Task directions →
Nothing more is wanted than an exact repeat of the data below.

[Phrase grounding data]

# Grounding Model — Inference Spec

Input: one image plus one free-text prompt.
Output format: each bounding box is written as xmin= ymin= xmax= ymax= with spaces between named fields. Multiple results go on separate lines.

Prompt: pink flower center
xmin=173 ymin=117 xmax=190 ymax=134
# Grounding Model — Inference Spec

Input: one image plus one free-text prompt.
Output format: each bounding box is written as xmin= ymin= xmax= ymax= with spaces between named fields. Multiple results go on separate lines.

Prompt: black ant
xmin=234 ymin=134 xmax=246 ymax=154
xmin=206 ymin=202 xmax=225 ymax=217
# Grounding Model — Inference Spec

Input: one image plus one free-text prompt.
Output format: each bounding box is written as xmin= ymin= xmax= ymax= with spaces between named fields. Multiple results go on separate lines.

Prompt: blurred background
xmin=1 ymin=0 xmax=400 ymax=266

Task output →
# Grounding Model — Inference Spec

Input: one image plus one free-text prompt.
Output format: each bounding box is written as xmin= ymin= xmax= ymax= with spaces between named fields. Multiple results go on separate lines.

Prompt: pink flower center
xmin=173 ymin=117 xmax=190 ymax=134
# Grounding Model — Inference Spec

Input: one image plus one free-text prompt.
Output format: each bounding box is written as xmin= ymin= xmax= ymax= with spaces between named fields. Multiple results go on separate lines.

Prompt: black ant
xmin=234 ymin=134 xmax=246 ymax=154
xmin=206 ymin=202 xmax=225 ymax=217
# Grounding Model — Inference Spec

Input: one image plus one free-text prompt.
Output format: each bounding box is written as xmin= ymin= xmax= ymax= with spaces between named fields. Multiple results go on separate lines.

Prompt: blurred background
xmin=1 ymin=0 xmax=400 ymax=266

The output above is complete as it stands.